Requirement 1: In the post on Valentine's Day, on which day are readers told to go back to being grumpy?
Requirement 2: Translate this sentence from the post on Valentine's Day into Spanish: "Professing your love for someone is no small thing."
Requirement 3: Decide whether each statement agrees with the post on Valentine's Day, and answer yes or no with the deciding words quoted from the post. (a) The post calls Valentine's Day a positive holiday. (b) The post recommends writing a note professing your love every day. (c) The post says there are many days commemorating positive things.

Passage shown:
----

Annual Reminder: Valentine’s Day is Good

Don’t let grumpy, cynical people fool you, Valentine’s Day is great. Even if you aren’t spending the day with someone you love, celebrating that love, that deep human connection you’ve made, then you have to acknowledge that it’s a day celebrating love! It’s a positive holiday. There is so much negativity in the world, why not spend a day celebrating love. Go back to being grumpy on Wednesday.

Good luck with your nightmares.
“Remember me”?!? I’m actively trying to forget the shifty looking nightmare child with the egg-shaped head and tiny razor teeth.

There aren’t a lot of days commemorating positive things, don’t crap on positive things. There are enough reminders all around us that the world is bleak and horrifying, lay off the things that are trying to remind us that life is also capable of deeply positive, profound experiences.

Professing your love for someone is no small thing. It means that you have opened yourself up, become vulnerable to another person and they reciprocated. That’s something definitely needs to be celebrated. Even if you are certain that you celebrate it everyday, there’s always room for a little more. Do you write a note professing your love every day? If so, that’s a little intense, you may want to back off.

----

Supplied information:

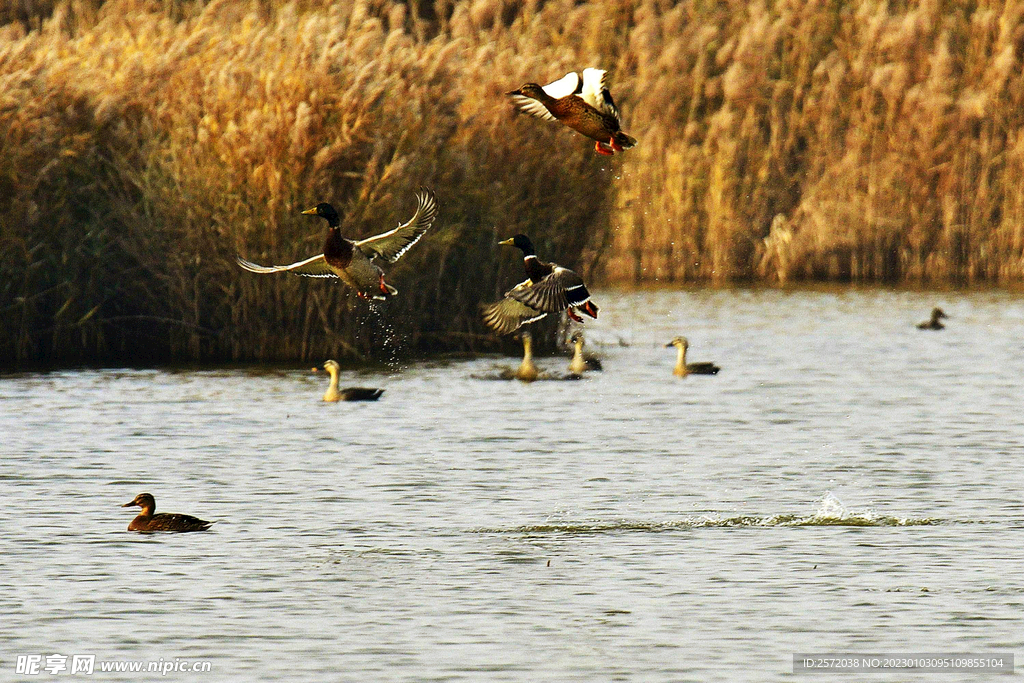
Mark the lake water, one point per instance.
(848, 483)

----

Exercise solution 1: Wednesday

Exercise solution 2: Declarar tu amor a alguien no es poca cosa.

Exercise solution 3:
(a) Yes: "It’s a positive holiday."
(b) No: "If so, that’s a little intense, you may want to back off."
(c) No: "There aren’t a lot of days commemorating positive things"